*EXERCISE DESCRIPTION*: Change every "Radiology assistant" in the material below to "Landscape assistant" and copy out the material with everything else left as it is.

Data items:
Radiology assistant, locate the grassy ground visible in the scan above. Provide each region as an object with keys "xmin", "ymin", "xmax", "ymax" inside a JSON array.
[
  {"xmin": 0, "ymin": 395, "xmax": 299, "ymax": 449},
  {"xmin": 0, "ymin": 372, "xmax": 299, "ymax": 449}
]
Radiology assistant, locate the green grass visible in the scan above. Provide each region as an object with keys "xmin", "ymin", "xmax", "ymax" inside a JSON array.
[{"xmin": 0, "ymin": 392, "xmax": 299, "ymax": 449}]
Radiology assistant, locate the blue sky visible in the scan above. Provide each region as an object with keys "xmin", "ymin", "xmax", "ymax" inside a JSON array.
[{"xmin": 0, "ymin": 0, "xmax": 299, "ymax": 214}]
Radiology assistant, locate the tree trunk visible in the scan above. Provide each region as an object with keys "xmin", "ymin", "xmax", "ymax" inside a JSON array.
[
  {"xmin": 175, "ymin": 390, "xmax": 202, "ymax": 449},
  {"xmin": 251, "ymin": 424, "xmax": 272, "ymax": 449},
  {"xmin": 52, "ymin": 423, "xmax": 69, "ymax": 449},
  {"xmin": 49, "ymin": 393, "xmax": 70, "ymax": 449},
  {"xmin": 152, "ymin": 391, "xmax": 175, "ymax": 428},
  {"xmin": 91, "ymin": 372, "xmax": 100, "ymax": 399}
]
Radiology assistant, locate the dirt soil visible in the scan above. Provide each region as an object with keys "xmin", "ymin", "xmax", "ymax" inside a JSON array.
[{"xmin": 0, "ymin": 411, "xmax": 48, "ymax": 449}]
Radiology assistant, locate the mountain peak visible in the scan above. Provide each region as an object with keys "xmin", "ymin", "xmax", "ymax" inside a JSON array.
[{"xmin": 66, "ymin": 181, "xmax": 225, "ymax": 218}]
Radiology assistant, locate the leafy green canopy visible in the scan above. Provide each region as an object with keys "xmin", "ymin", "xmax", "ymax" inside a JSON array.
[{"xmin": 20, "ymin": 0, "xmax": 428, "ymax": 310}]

*RESPONSE BELOW*:
Landscape assistant, locate the grassy ground visible in the scan above. Provide each region as an object with keys "xmin", "ymin", "xmax", "ymax" inside a JSON array.
[
  {"xmin": 0, "ymin": 395, "xmax": 299, "ymax": 449},
  {"xmin": 0, "ymin": 372, "xmax": 299, "ymax": 449}
]
Landscape assistant, locate the green grass visible in the scan above. Provide each region as an object with keys "xmin", "ymin", "xmax", "ymax" inside a JSON array.
[{"xmin": 0, "ymin": 392, "xmax": 299, "ymax": 449}]
Landscape assistant, locate the blue sky visible in the scan above. Provide each region as an object with keys "xmin", "ymin", "xmax", "ymax" inside a JSON array.
[{"xmin": 0, "ymin": 0, "xmax": 299, "ymax": 214}]
Landscape assistant, locate the tree trunk visible in the scan above. Provide each region as an object with keys "xmin", "ymin", "xmax", "ymax" inside a JSON array.
[
  {"xmin": 175, "ymin": 390, "xmax": 202, "ymax": 449},
  {"xmin": 251, "ymin": 424, "xmax": 272, "ymax": 449},
  {"xmin": 52, "ymin": 423, "xmax": 69, "ymax": 449},
  {"xmin": 49, "ymin": 393, "xmax": 70, "ymax": 449},
  {"xmin": 152, "ymin": 391, "xmax": 175, "ymax": 428},
  {"xmin": 91, "ymin": 372, "xmax": 100, "ymax": 399}
]
Landscape assistant, locate the dirt soil visible in the scan above. Provide each region as an object with keys "xmin", "ymin", "xmax", "ymax" inside a JSON array.
[{"xmin": 0, "ymin": 411, "xmax": 48, "ymax": 449}]
Landscape assistant, locate the mountain peak visible in the scan above. Provide each region as an object with keys "xmin", "ymin", "xmax", "ymax" inside a JSON array.
[{"xmin": 66, "ymin": 181, "xmax": 225, "ymax": 218}]
Landscape assistant, locate the leafy green canopy visible in the scan above. Provide each region as an object with keys "xmin", "ymin", "xmax", "ymax" inside a JSON array.
[{"xmin": 20, "ymin": 0, "xmax": 428, "ymax": 310}]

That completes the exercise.